Further submitted that the Chief Judge accordingly gave required consent and thereafter directed that the matter be tried by Hon. Justice G. B. Briki-Okolosi, the designated anti-corruption Judge in Delta State.
That, neither Section 340 (2)(b) nor the forms of CPL, CAP 45 Laws of Delta State provide for the form or content of the application for the consent and/or direction of the Judge to file an information against the accused.
Thus, in the absence of any provision stating the form and content of the application for consent in Delta State, the application dated 19/8/2010 Reference No. ICPC/P/SS/459A/2008 met them with the requirements of Section 340(2)(b) of CPL CAP 45 (Supra). The court is urged to so hold and discountenance the objection and accordingly resolve issue in favour of the Respondent.
On Issue No. 2, it was submitted that the objection of Appellants was belated as rightly joined by the lower court. See Section 167 CPL (Supra). That, the CPL being the law regulating the procedure for criminal trials in the country has to be obeyed. See MUSA v. STATE (1982) 7 SC 118; BAMAIYI v. STATE (2006) 12 NWLR (Pt. 994) 221 @ 240.
It was argued, that the application seeking to quash the charges incompetent and belated. It is a misconception to refer to the Delta State Government Law 2004, when the condition precedent for coming into effect thereof was never fulfilled. See INEC v. AC (2009) 2 NWLR (Pt. 1126) 524, 588 – 589. AGBAKOBA v. INEC (2008) 12 SC (Pt. 111) 171 @ 205; ODEDO v. INEC (2008) 7 SC 25 @ 60 para. 20.
That, the complainant and ICPC were concerned about how the 3rd Accused Person was sworn in to hold elective position for which no election was conducted.
The court is urged to resolve Issue No. 3 in favour of the Respondent
On Issue No. 4, the court is urged to hold that the statement of offences/proof of evidence attached to the charge disclose a prima facie case against the 2nd and 3rd Accused persons and same meet up, with the requirement of the law. The court is urged to so hold, and resolve same in favour of the Respondent.
Conclusively, the court was urged to refuse the appeal.
By the said reply brief thereof, the Appellants urged upon the court to discountenance the Respondents’ submissions, allow the appeal, and accordingly quash the charge of the lower court.
I have amply considered the nature and circumstances surrounding this appeal, the submissions of the learned counsel contained in their respective briefs vis-‘a-vis the record of appeal.

**Challenges**
A. Translate this sentence from the judgment excerpt into Spanish: "Conclusively, the court was urged to refuse the appeal."
B. Return the passage of the judgment excerpt starting at "On Issue No. 2, it" and ending at "election was conducted.".
C. According to the judgment excerpt, why was it argued to be a misconception to refer to the Delta State Government Law 2004?

**Supplied data**
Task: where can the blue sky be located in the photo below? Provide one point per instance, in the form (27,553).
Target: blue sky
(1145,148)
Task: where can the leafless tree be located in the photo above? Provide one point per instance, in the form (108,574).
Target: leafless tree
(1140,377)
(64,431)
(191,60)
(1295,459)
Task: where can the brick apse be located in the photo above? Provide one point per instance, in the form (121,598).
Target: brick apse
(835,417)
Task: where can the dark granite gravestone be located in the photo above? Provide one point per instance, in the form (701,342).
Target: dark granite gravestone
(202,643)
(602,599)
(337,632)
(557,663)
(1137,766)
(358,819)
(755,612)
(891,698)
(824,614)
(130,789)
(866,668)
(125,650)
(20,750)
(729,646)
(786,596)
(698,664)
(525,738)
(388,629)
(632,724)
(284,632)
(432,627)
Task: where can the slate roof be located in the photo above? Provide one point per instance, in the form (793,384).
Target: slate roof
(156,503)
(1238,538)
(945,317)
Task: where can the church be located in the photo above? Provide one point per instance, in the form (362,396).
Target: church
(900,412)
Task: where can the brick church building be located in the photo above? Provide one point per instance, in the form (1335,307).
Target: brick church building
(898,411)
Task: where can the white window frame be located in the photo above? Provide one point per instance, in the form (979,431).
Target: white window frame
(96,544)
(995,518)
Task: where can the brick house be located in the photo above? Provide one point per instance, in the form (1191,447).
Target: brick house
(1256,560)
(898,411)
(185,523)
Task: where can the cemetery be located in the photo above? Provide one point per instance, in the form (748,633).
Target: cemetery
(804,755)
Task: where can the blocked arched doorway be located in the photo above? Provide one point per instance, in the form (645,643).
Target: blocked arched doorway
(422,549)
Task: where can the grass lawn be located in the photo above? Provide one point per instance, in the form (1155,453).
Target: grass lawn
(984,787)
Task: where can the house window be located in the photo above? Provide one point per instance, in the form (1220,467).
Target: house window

**Answers for the tasks**
A. En conclusión, se instó al tribunal a desestimar la apelación.

B.
On Issue No. 2, it was submitted that the objection of Appellants was belated as rightly joined by the lower court. See Section 167 CPL (Supra). That, the CPL being the law regulating the procedure for criminal trials in the country has to be obeyed. See MUSA v. STATE (1982) 7 SC 118; BAMAIYI v. STATE (2006) 12 NWLR (Pt. 994) 221 @ 240.
It was argued, that the application seeking to quash the charges incompetent and belated. It is a misconception to refer to the Delta State Government Law 2004, when the condition precedent for coming into effect thereof was never fulfilled. See INEC v. AC (2009) 2 NWLR (Pt. 1126) 524, 588 – 589. AGBAKOBA v. INEC (2008) 12 SC (Pt. 111) 171 @ 205; ODEDO v. INEC (2008) 7 SC 25 @ 60 para. 20.
That, the complainant and ICPC were concerned about how the 3rd Accused Person was sworn in to hold elective position for which no election was conducted.

C. The condition precedent for that law to come into effect was never fulfilled.